EXERCISE: Where the line containing "Mark the pine" appears below, begin there and reproduce each line exactly through the last one, omitting pictures.

RECORDS:
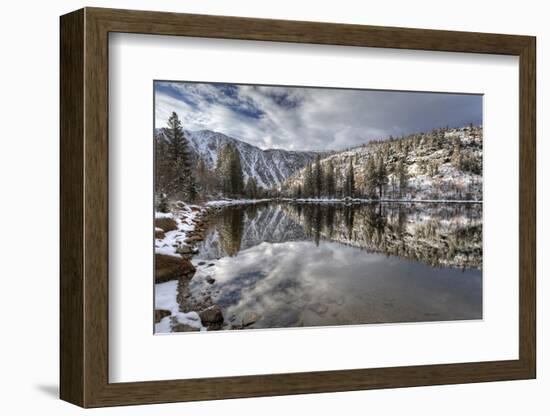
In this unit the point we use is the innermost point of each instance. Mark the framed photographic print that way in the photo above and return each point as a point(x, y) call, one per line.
point(261, 207)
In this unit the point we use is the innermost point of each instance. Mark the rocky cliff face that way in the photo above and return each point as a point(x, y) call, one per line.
point(441, 164)
point(444, 235)
point(269, 167)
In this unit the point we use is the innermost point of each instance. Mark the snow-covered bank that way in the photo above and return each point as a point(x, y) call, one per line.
point(366, 200)
point(227, 202)
point(173, 242)
point(166, 299)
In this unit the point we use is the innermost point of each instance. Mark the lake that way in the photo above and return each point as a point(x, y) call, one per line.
point(287, 264)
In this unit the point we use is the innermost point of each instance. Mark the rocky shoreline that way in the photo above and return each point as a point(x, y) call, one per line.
point(177, 236)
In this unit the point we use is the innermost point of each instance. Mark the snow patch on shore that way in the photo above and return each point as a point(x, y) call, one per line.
point(185, 219)
point(166, 299)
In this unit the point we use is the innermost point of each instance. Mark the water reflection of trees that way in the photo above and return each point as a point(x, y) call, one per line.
point(444, 235)
point(436, 234)
point(230, 227)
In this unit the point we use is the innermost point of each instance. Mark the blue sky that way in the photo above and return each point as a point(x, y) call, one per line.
point(297, 118)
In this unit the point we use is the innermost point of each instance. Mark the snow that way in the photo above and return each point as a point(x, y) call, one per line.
point(185, 219)
point(164, 215)
point(166, 299)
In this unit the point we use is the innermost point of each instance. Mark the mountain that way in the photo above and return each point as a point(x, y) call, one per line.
point(269, 167)
point(441, 164)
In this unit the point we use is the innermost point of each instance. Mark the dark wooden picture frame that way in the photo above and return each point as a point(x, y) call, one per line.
point(84, 207)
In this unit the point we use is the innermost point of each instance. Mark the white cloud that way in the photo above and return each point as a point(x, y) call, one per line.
point(309, 118)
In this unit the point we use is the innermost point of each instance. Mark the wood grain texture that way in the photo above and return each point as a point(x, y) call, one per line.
point(71, 208)
point(84, 207)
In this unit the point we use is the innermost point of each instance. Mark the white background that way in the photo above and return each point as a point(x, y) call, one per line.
point(315, 349)
point(29, 175)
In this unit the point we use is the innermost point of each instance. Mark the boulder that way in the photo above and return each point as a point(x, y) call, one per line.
point(183, 250)
point(249, 318)
point(211, 315)
point(166, 224)
point(184, 328)
point(161, 313)
point(171, 268)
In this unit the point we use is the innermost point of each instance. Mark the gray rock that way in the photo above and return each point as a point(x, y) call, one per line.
point(184, 328)
point(249, 318)
point(318, 308)
point(183, 250)
point(211, 315)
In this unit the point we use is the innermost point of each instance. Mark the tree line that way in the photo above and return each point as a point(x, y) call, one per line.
point(181, 175)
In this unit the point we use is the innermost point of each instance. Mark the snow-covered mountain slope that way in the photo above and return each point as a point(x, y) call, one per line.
point(269, 167)
point(441, 164)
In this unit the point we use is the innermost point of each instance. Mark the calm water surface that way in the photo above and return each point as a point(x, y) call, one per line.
point(291, 265)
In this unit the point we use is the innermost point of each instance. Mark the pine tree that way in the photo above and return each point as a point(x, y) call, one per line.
point(236, 173)
point(318, 177)
point(350, 181)
point(162, 205)
point(309, 186)
point(401, 173)
point(381, 176)
point(179, 157)
point(251, 188)
point(330, 180)
point(371, 178)
point(222, 169)
point(229, 171)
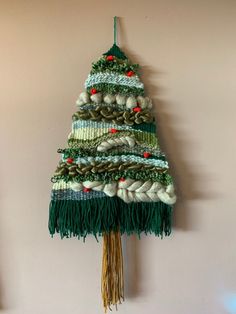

TASK OUTPUT:
In this unit the point we use is the innermost point of each instance. Mark the pine tree that way in the photo above and return each point as a point(x, y) call, one per line.
point(236, 173)
point(318, 177)
point(350, 181)
point(162, 205)
point(309, 186)
point(401, 173)
point(381, 176)
point(179, 157)
point(251, 188)
point(330, 180)
point(371, 178)
point(222, 169)
point(229, 171)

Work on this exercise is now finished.